Não sei quem deu meu telefone para Clécio, mas ele, ignorando por completo a versão mais atribulada e desinteressada da minha voz, noticiou meu prêmio com o timbre alegre-lobotomizado dos vendedores que confundem boçalidade com ambição: "A senhora foi sorteada e ganhou 70% de desconto na dedetização!"

Expliquei que tinha cachorro, rinite, trabalho, mas Clécio insistiu, dizendo que usaria um gel natural e seria tudo muito rápido. Falei que receberia visitas nos próximos dias, link que Clécio rapidamente usou para falar das "indesejadas" como baratas, ratos, cupins e até mesmo escorpiões. Eu estava prestes a implorar pra desligar o telefone quando fui nocauteada por um golpe baixo: "Isso pra não falar das doenças causadas por bactérias e viroses". Combinamos uma visita "sem compromisso" (a frase que eu mais odeio no mundo, seja para exterminar pragas, escrever um filme ou jantar numa quarta-feira) para a manhã seguinte.

Desmarquei uma reunião e fiquei aguardando Clécio, que estava agendado para às nove, reagendou para às 11 e mandou uma mensagem às três da tarde: "Problemas pessoal". Não gostei de ler aquilo. Então a pessoa te liga, insiste, dá desconto, deixa claro que você é especial, te coloca medo falando de vírus... e não vem? E o que ele quis dizer com "problemas pessoal"! Outra mulher? Mais nova do que eu, mais magra do que eu, com menos dores sacrolombares do que eu.

No dia seguinte nada e no outro dia seguinte, nada. Chegou sexta e nada. Apenas porque a natureza é ao mesmo tempo gloriosa e terrível, naquela específica semana em que Clécio desapareceu, as formigas aumentaram consideravelmente e um filhotinho de barata apareceu no armário dos sapatos. Eu estava ilhada num mundo impuro com meus amigos rastejantes e a rejeição era o nosso principal alimento.

_TAREFAS DO EXERCÍCIO_:
A – No texto sobre a dedetização, para que horário a visita de Clécio estava agendada inicialmente?
B – Diga se cada afirmação concorda com o texto sobre a dedetização, citando as palavras decisivas: (i) Clécio ofereceu 70% de desconto na dedetização. (ii) Clécio disse que usaria um produto químico forte. (iii) As formigas diminuíram na semana em que Clécio desapareceu.
C – Continue o texto sobre a dedetização a partir da última frase apresentada.
As linhas a seguir não são necessárias.

Dados de expressões referenciais baseadas em fotos:
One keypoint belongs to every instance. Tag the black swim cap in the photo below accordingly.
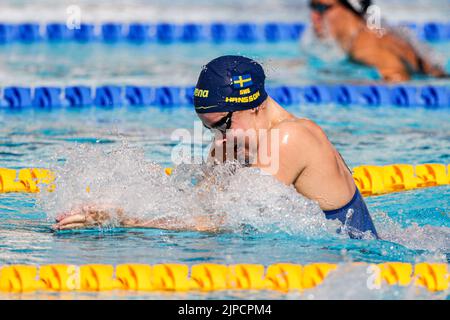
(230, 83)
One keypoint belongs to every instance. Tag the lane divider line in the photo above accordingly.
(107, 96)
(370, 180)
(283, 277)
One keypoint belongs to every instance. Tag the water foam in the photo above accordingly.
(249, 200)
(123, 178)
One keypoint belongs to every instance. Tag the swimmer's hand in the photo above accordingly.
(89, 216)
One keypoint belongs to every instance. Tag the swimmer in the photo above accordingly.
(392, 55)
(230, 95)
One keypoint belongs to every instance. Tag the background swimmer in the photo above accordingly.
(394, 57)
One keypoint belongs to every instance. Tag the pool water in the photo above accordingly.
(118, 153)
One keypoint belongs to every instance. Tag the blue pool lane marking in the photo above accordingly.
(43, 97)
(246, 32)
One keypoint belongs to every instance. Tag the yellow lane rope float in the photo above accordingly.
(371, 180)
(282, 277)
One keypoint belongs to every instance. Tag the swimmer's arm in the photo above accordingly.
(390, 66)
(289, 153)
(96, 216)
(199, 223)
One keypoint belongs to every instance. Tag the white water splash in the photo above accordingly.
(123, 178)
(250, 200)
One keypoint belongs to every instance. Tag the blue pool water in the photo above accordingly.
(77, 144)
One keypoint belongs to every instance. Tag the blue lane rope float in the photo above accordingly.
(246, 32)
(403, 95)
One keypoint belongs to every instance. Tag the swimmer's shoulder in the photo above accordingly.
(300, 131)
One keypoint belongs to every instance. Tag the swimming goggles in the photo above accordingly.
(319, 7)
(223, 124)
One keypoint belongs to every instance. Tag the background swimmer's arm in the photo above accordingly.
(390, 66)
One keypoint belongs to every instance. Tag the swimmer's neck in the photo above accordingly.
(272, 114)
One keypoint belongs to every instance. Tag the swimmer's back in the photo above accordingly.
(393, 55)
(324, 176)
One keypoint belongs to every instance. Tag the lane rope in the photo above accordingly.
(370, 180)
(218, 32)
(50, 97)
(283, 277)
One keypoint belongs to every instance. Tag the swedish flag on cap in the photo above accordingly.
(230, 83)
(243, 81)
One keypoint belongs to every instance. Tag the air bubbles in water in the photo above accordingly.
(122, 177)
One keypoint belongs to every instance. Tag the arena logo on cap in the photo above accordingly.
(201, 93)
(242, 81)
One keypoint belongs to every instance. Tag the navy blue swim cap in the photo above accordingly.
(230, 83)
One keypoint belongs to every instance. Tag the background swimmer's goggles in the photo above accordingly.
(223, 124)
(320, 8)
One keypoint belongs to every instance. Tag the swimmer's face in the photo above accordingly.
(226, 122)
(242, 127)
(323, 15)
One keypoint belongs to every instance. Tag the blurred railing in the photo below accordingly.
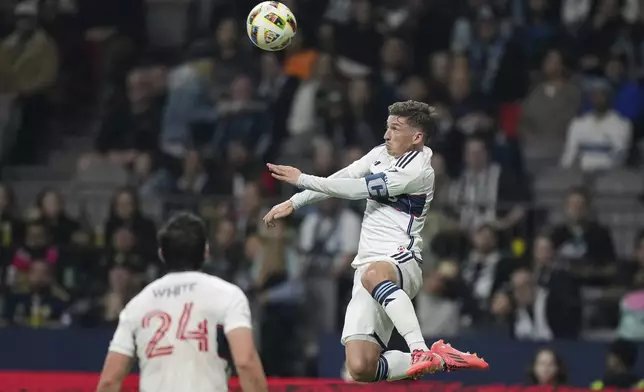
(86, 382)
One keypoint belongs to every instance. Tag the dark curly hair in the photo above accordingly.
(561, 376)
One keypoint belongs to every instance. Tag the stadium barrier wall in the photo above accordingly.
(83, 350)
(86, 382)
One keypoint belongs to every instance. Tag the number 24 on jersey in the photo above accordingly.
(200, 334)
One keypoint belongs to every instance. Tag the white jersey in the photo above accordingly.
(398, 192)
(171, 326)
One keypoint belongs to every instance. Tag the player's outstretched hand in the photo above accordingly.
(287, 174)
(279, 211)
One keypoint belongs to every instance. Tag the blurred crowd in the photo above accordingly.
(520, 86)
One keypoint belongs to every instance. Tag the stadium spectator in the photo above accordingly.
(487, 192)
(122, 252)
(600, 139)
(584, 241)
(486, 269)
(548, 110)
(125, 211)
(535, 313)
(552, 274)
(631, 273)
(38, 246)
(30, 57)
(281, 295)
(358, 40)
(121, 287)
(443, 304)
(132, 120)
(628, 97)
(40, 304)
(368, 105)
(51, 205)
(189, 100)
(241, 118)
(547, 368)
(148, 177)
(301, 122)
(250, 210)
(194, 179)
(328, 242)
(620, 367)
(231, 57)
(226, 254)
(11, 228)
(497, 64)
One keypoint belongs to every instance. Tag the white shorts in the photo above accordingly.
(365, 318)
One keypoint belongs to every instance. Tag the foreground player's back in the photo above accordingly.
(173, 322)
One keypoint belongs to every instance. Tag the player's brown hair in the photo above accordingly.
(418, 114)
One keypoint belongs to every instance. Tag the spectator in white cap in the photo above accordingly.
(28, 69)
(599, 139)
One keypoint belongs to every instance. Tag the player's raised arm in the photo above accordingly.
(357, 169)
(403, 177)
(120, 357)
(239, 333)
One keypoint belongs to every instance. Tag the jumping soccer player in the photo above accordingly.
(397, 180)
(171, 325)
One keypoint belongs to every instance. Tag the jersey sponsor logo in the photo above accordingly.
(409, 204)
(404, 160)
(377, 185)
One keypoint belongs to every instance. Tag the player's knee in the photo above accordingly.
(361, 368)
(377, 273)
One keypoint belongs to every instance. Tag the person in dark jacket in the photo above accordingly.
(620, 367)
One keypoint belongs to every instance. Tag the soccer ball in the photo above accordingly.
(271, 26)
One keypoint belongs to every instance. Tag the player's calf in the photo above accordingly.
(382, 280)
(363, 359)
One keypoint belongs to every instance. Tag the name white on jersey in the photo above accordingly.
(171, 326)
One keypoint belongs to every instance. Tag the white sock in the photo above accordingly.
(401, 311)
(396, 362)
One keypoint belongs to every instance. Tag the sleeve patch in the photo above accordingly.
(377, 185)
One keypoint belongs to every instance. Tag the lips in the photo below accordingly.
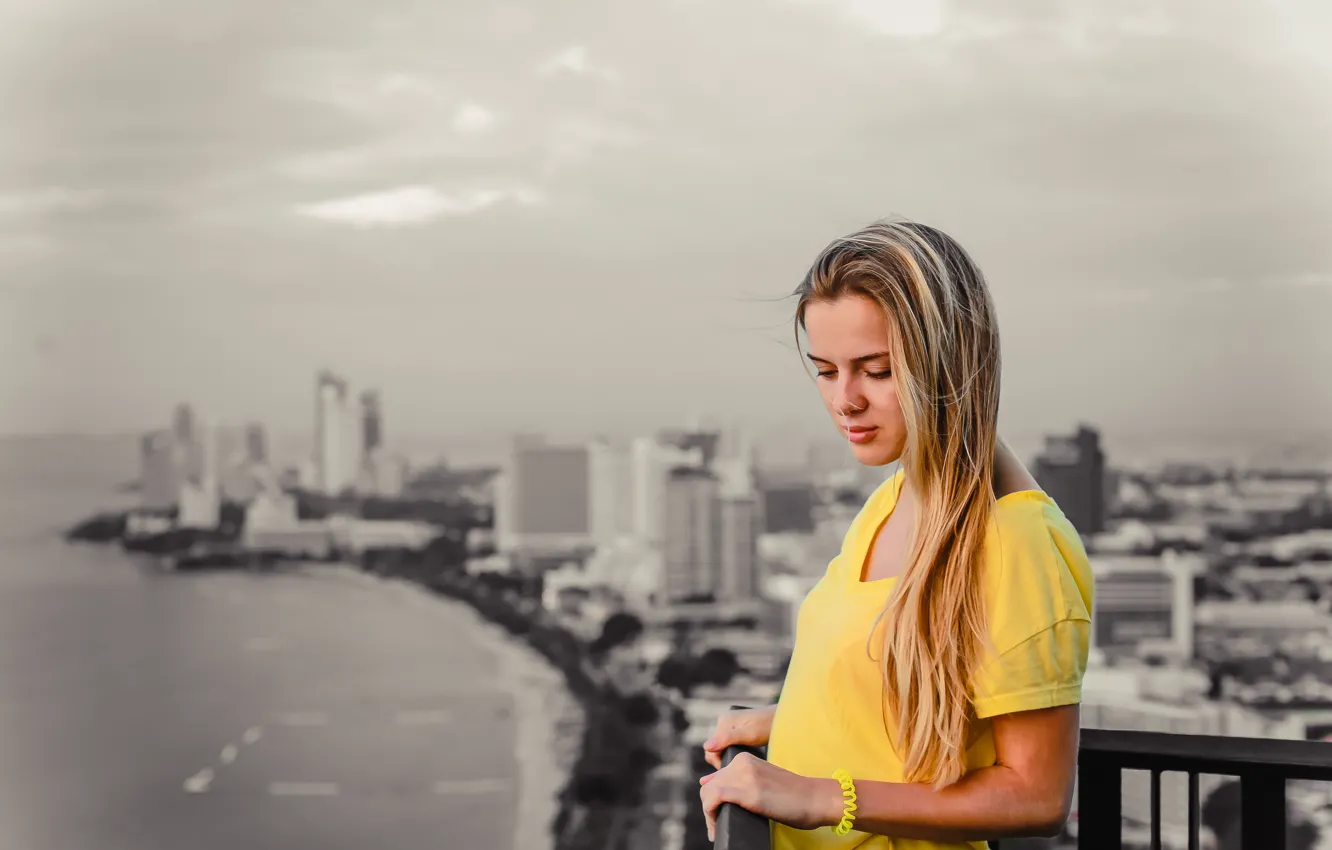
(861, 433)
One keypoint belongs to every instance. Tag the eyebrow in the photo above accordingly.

==

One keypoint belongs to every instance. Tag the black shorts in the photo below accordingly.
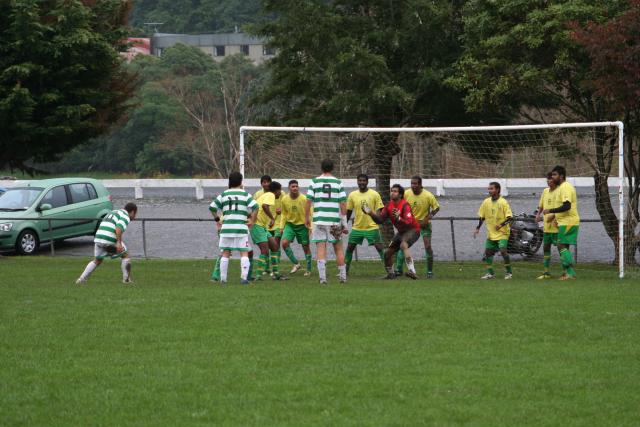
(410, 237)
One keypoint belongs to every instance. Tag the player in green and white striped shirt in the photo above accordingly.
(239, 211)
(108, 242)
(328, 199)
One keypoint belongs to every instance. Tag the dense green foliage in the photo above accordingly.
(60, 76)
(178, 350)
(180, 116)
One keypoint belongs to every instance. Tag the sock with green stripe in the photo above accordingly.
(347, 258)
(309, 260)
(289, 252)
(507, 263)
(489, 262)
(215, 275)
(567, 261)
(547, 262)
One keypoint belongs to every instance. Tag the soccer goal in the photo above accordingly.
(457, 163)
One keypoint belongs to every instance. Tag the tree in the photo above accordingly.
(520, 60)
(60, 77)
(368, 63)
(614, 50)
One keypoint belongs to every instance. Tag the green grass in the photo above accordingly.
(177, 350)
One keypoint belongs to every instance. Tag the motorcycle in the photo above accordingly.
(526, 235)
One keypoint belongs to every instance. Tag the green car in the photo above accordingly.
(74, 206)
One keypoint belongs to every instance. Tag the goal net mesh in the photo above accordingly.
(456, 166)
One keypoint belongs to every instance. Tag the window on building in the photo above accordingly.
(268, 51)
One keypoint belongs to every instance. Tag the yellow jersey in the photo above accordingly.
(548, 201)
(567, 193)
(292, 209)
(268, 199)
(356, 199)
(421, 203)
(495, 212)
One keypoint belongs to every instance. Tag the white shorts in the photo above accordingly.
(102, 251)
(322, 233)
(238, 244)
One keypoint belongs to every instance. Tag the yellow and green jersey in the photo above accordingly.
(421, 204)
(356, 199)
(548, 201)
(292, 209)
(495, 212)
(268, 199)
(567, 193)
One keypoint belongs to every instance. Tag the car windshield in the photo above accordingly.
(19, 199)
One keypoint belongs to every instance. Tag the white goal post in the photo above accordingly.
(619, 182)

_RESPOSTAS_:
A – Para às nove.

B –
(i) Sim: "ganhou 70% de desconto na dedetização"
(ii) Não: "dizendo que usaria um gel natural"
(iii) Não: "as formigas aumentaram consideravelmente"

C –
Recém-completados sete dias do descarado sumiço de Clécio, comecei a bombardear seu celular com mensagens que 1) davam o recado; 2) me colocavam em posição superior pra não dar o braço a torcer; 3) traziam alguma leveza para não assustá-lo. Tais quais "estou ocupada, mas tenho horário na quinta, ok?"; "falei com outra empresa e eles combinaram de vir hoje" e "sumiu mesmo, hein, insetobusters?". Clécio não só ignorou todas como, de repente, eu não conseguia mais ver se ele estava on-line. Era a guerra declarada.

Liguei para a dedetizadora e mandei chamar o chefe de Clécio. Eu ia acabar com a vida desse sacana iletrado. Eu tremia de nervoso. Qual era o problema desse cara? Tudo bem que não terminei o mestrado, sem legenda eu perco 40% das piadas e nem três vezes por semana de pilates estão segurando a realidade, mas eu não merecia isso! Me liga, me convence, me dá desconto, me faz sentir especial, fala em bactérias e some?

Clécio estava de férias, mas Edelvânio poderia vir no dia seguinte. Jamais! A obsessão morre, mas não se vulgariza! Quando Clécio volta? Não sabiam informar. Era mentira! Se eu tivesse o sobrenome dele, era jogar no Facebook e descobrir tudinho. Clécio tinha acabado de dar check-in no mictório da firma. Ele estava lá todos esses insuportáveis dias de silêncio, oferecendo descontos, falando de pestes, prometendo visitas sem compromisso, fazendo outras se sentirem especiais. A dor foi tanta que apenas bati o telefone. Da estante vi a barata, ainda infantilizada, mas um pouco mais graúda, me observar.